GOAL OF THE EXERCISE |
Whatever the records contain, reproduce all of them exactly.

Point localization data
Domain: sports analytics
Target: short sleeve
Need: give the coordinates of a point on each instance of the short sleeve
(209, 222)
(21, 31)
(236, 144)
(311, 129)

ANSWER TO THIS EXERCISE |
Domain: sports analytics
Target: short sleeve
Need: give the coordinates of a point on each instance of the short sleeve
(209, 222)
(21, 31)
(236, 144)
(311, 129)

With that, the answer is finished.